Document passage
☆ ☆ ☆ ☆ ☆

Image showing extract from a letter regarding a new hospital

Healthcare

Boulton’s business endeavours helped to improve Birmingham. His manufactory and mint brought high quality production to a town criticised for its poor and cheap goods. His campaign for the Assay Office made it easier for silversmiths to work in the city. Matthew Boulton was also a keen supporter of many of Birmingham’s institutions, and several of these involved the improvement of medical care in the city. In 1765 John Fothergill wrote to Matthew Boulton attaching a newspaper cutting calling for the consideration of a General Hospital in Birmingham:

A general hospital, for the relief of the sick and lame, situated near the Town of Birmingham, is presumed would be greatly beneficial to the populous Country about it, as well as that place.” [Letter. John Fothergill to Matthew Boulton 5 November 1765. MS 3782/12/60/22]

A few weeks later Fothergill wrote again due to Boulton’s absence from Birmingham to subscribe a joint £50 to the new General Hospital appeal. [Letter. John Fothergill to Matthew Boulton 20 November 1765. MS 3782/12/60/30] The General Hospital also put on performances to raise money, and a letter from the Hospital to Matthew Boulton in 1803 was a plea to the subscribers to attend a performance being put on.

Samuel Garbett (1716 to 1803), who was elected to the Committee of the Birmingham General Hospital, wrote to Matthew Boulton about a Birmingham Dispensary in 1797 [Letter. Samuel Garbett to Matthew Boulton 8 February 1797. MS 3782/12/62/156] and by 1822 Mary Anne Boulton was a subscriber to the institution [Mrs Boulton’s Bills 1822. MS 3782/15/21/23a]. Whilst the General Hospital and Dispensary were not immediately the result of Matthew Boulton’s actions, Birmingham definitely benefited from him and his circle of friends’ generosity to such causes.

☆ ☆ ☆ ☆ ☆

Problem
Transcribe the healthcare passage from "A general hospital, for" to "being put on.".

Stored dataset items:
☆ ☆ ☆ ☆ ☆

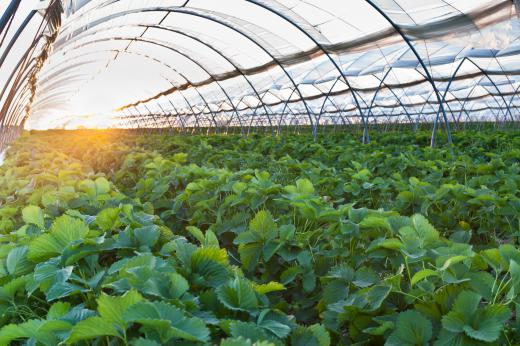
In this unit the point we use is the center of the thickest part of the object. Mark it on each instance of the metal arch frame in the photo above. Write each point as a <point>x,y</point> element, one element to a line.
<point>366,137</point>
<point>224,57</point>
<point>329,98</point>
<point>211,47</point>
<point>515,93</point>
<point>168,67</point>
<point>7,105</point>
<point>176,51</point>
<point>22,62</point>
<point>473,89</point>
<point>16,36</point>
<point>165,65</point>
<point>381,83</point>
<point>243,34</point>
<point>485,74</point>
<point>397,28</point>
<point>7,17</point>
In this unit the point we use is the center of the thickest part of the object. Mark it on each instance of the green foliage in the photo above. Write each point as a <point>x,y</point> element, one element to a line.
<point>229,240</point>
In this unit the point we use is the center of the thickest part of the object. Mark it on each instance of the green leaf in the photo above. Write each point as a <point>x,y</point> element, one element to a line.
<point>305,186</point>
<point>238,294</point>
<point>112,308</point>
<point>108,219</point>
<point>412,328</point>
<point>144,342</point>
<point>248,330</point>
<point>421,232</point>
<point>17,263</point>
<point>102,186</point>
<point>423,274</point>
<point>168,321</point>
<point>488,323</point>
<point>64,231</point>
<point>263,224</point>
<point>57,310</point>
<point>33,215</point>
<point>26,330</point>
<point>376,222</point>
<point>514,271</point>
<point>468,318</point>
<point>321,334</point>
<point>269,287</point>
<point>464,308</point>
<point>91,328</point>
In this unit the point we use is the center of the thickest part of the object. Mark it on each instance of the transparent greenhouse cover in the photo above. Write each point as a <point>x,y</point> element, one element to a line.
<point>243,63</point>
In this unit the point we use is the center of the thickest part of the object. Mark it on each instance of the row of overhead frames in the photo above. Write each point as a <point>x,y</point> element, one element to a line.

☆ ☆ ☆ ☆ ☆

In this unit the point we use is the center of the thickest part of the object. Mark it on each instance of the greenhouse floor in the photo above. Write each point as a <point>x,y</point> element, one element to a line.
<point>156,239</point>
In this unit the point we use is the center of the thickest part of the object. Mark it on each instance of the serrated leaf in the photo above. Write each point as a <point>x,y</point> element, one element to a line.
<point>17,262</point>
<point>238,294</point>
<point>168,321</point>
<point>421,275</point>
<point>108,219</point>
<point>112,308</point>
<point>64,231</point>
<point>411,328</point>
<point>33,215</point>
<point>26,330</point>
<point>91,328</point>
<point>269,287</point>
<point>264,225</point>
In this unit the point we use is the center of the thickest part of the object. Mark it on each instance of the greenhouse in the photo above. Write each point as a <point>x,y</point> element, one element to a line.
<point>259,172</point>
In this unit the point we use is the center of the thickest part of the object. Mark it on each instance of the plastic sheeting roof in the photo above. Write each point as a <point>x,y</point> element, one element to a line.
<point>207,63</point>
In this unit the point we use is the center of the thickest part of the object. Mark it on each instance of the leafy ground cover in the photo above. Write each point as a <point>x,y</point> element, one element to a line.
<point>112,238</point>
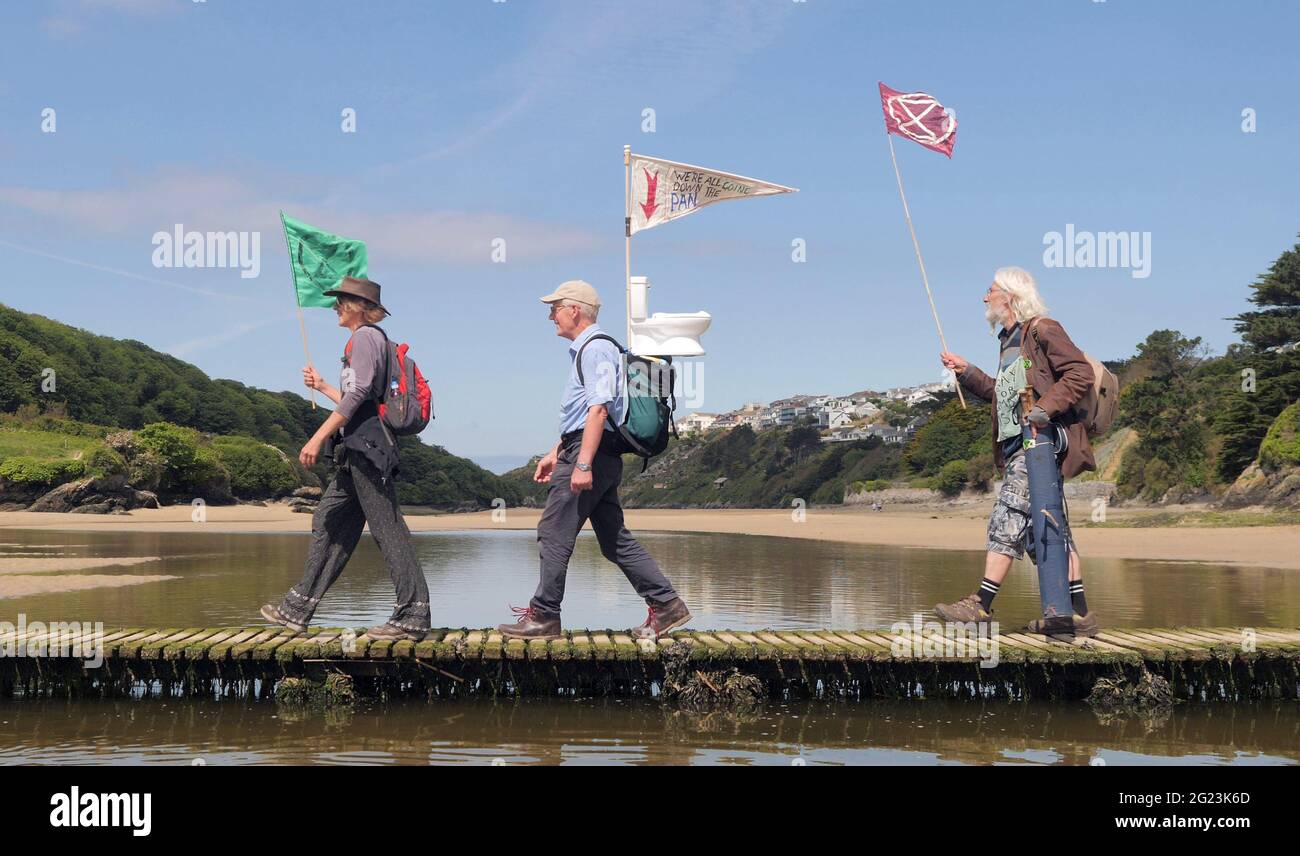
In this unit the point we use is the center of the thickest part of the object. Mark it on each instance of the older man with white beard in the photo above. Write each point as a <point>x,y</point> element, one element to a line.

☆ ☆ ☆ ☆ ☆

Task solution
A general hospital, for the relief of the sick and lame, situated near the Town of Birmingham, is presumed would be greatly beneficial to the populous Country about it, as well as that place.” [Letter. John Fothergill to Matthew Boulton 5 November 1765. MS 3782/12/60/22]

A few weeks later Fothergill wrote again due to Boulton’s absence from Birmingham to subscribe a joint £50 to the new General Hospital appeal. [Letter. John Fothergill to Matthew Boulton 20 November 1765. MS 3782/12/60/30] The General Hospital also put on performances to raise money, and a letter from the Hospital to Matthew Boulton in 1803 was a plea to the subscribers to attend a performance being put on.